◆ Directions: Pull out every line of the listing below that contains the string "hammock", matching case exactly.

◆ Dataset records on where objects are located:
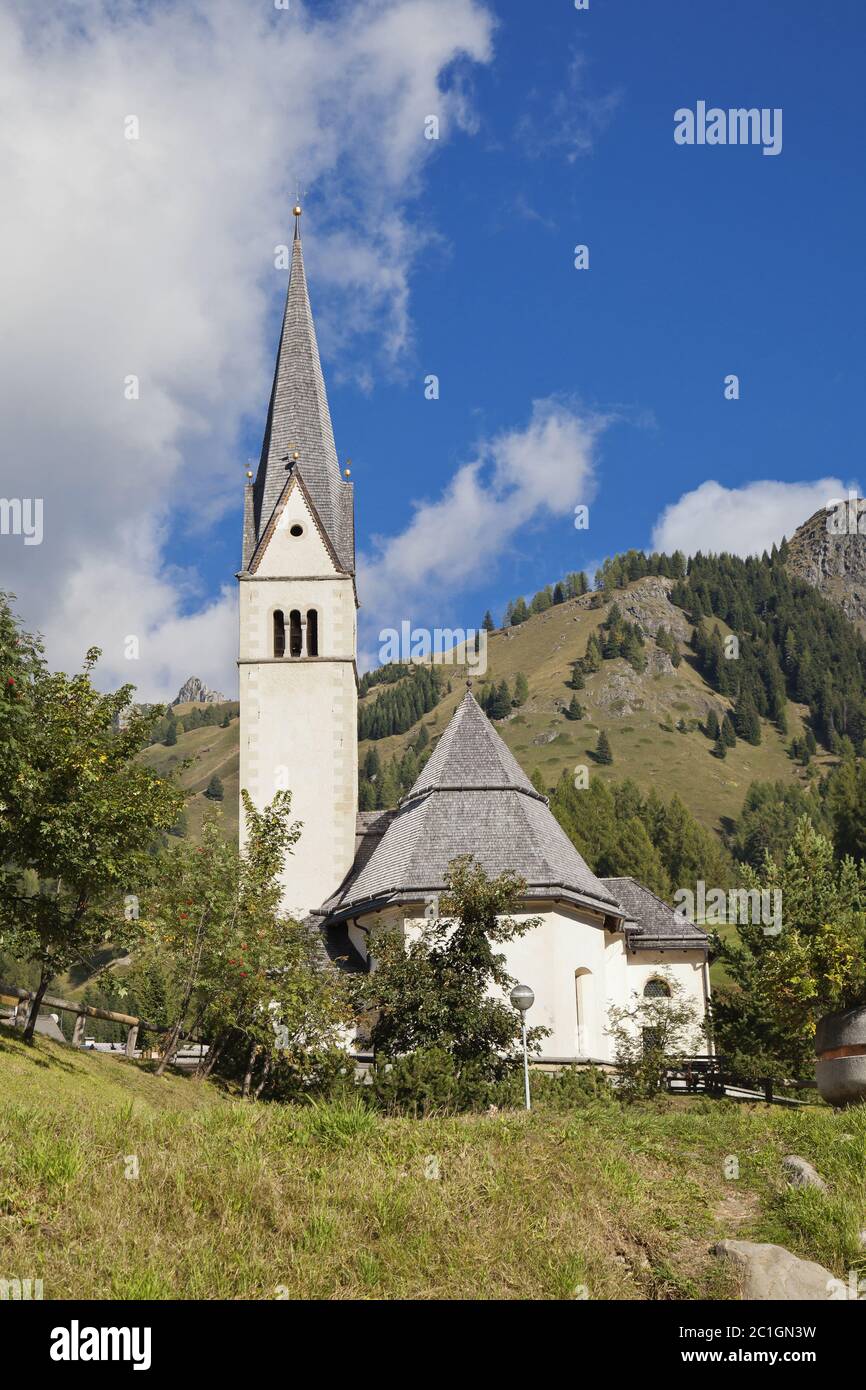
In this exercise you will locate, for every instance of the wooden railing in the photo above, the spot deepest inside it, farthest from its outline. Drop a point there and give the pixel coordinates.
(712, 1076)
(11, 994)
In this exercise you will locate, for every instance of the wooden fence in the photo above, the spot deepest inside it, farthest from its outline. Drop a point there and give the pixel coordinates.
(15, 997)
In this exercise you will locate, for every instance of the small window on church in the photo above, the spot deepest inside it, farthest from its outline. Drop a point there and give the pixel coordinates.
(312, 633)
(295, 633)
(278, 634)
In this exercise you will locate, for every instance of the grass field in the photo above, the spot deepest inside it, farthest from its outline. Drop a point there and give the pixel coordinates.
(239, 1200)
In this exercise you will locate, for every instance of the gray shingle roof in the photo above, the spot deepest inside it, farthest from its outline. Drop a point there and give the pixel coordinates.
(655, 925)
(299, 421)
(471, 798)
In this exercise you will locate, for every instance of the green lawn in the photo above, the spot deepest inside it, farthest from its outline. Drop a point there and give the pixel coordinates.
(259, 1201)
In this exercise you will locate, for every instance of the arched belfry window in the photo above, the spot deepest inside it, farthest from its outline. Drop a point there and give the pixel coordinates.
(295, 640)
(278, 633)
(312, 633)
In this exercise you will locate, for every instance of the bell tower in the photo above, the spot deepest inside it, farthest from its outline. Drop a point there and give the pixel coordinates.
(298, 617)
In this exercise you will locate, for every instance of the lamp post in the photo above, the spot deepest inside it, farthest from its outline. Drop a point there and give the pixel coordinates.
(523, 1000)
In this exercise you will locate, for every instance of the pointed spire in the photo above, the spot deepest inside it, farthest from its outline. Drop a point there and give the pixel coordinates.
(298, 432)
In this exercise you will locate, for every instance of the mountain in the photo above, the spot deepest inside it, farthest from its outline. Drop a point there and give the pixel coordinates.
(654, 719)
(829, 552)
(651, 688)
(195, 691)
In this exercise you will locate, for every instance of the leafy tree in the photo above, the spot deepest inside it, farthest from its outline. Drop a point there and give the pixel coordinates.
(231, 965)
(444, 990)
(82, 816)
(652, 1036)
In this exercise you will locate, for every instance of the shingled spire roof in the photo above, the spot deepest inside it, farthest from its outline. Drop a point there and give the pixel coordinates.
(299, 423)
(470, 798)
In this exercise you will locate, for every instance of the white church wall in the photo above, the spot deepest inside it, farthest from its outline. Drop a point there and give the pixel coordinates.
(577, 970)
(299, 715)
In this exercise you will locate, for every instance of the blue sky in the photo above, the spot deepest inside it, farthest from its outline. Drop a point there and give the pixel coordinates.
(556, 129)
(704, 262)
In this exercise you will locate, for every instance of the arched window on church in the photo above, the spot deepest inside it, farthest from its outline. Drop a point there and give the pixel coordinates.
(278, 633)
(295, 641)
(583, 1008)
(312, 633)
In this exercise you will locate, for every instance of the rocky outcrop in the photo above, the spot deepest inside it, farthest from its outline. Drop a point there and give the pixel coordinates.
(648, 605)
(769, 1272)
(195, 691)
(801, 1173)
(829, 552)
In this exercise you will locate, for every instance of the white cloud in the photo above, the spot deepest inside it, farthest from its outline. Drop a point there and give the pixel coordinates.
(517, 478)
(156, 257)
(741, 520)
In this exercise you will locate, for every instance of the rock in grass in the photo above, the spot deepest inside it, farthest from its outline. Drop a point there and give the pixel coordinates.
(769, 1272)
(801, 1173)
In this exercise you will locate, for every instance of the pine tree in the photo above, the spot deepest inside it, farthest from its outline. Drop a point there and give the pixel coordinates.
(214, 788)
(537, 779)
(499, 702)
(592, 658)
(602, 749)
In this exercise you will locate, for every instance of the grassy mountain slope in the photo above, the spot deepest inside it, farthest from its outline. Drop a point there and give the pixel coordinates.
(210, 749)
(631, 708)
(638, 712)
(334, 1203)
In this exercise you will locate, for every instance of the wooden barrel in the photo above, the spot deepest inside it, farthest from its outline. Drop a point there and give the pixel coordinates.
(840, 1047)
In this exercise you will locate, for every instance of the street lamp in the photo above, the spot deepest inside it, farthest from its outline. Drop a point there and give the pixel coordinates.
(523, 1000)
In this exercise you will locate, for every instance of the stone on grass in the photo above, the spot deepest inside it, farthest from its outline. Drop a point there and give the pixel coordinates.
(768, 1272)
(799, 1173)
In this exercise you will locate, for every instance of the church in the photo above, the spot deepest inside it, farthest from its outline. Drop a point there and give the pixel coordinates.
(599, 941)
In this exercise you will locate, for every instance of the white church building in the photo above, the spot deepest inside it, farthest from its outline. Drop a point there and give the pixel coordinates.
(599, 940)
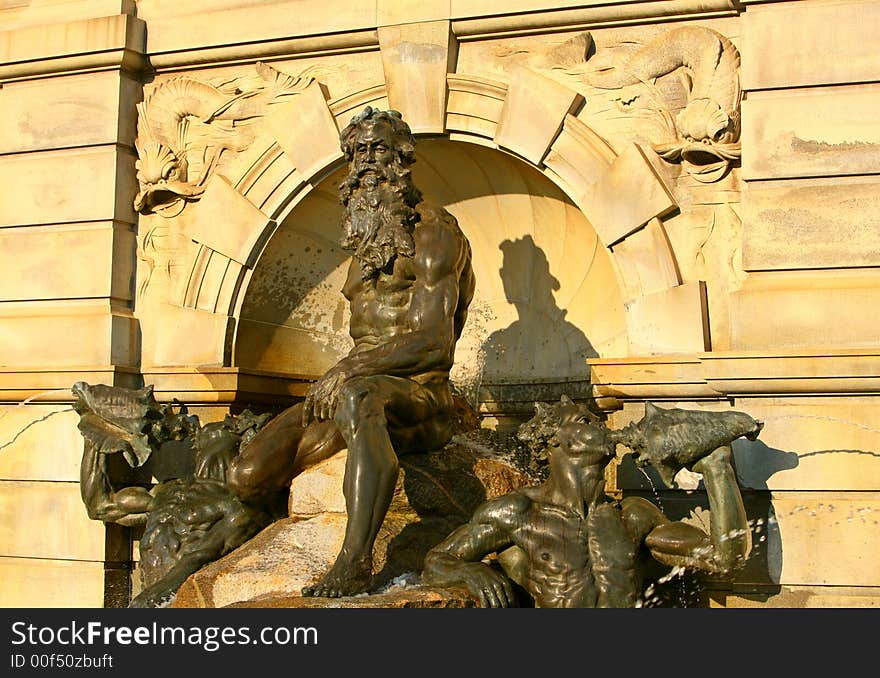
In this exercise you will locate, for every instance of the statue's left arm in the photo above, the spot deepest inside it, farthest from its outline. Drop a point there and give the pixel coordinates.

* * *

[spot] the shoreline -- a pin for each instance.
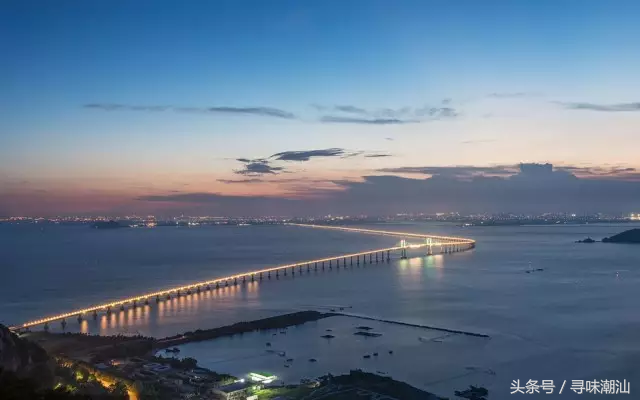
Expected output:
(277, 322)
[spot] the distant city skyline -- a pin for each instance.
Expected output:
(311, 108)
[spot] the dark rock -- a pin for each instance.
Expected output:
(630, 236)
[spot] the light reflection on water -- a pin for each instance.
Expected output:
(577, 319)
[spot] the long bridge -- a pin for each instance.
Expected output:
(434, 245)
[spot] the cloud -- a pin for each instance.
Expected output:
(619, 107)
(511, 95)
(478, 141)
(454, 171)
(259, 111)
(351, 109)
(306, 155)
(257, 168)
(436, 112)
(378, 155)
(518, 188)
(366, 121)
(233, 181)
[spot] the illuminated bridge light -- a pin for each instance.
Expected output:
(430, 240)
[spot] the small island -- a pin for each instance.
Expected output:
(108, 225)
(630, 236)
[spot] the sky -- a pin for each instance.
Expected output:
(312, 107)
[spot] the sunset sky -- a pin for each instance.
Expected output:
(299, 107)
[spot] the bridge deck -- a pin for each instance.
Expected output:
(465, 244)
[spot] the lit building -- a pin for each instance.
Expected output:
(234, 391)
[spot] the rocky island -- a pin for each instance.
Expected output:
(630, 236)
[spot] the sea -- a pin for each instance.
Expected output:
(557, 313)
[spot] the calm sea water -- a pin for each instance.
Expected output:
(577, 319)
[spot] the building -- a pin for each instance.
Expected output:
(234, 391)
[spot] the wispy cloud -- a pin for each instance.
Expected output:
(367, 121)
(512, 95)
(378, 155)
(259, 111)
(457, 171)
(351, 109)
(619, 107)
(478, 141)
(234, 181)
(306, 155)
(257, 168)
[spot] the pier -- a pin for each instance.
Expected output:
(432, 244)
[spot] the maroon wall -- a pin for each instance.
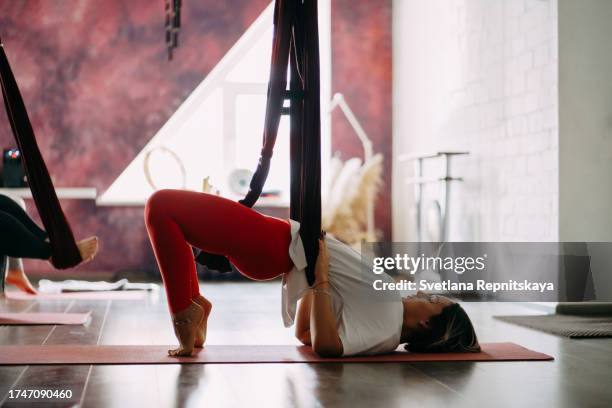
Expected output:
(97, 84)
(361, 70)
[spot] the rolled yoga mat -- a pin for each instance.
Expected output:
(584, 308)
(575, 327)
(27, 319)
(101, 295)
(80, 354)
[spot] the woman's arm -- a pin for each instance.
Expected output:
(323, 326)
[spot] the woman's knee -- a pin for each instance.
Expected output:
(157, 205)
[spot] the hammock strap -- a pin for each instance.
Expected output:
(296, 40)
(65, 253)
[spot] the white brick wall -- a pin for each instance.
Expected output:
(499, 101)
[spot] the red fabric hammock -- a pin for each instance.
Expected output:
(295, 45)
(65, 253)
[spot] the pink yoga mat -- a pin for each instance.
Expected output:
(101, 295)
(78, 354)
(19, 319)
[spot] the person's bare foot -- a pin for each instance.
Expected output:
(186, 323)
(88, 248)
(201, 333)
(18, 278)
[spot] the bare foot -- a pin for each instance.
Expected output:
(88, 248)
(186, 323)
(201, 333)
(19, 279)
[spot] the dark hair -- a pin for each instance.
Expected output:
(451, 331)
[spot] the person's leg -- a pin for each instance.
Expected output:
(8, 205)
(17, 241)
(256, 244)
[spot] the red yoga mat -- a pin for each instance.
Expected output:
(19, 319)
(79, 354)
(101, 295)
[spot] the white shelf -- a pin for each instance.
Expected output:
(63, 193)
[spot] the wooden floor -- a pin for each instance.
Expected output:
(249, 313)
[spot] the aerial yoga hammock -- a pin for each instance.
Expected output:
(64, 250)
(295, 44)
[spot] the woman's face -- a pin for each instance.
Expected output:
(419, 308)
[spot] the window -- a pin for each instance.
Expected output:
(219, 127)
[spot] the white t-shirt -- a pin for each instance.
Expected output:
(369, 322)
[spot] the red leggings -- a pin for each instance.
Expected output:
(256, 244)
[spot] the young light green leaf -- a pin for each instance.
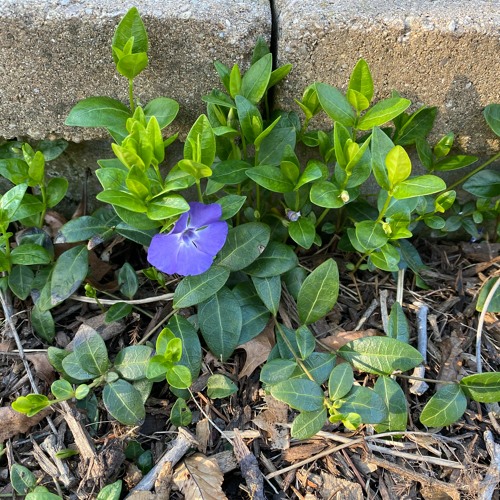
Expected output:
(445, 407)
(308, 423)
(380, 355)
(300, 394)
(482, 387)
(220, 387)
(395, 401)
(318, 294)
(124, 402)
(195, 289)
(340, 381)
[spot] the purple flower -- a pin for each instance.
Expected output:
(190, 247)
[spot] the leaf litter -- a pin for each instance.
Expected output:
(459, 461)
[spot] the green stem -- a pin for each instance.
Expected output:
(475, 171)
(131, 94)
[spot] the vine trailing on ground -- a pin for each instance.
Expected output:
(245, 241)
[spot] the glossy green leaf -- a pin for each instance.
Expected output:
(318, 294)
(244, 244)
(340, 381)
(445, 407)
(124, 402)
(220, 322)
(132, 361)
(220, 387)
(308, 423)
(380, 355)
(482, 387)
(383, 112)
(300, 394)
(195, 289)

◆ Expected answer:
[spot] the hammock strap -- a pin for each instance.
[spot] the red fabric hammock -- a pin for each instance.
[spot] the aerial yoga hammock -- a pin for each instance.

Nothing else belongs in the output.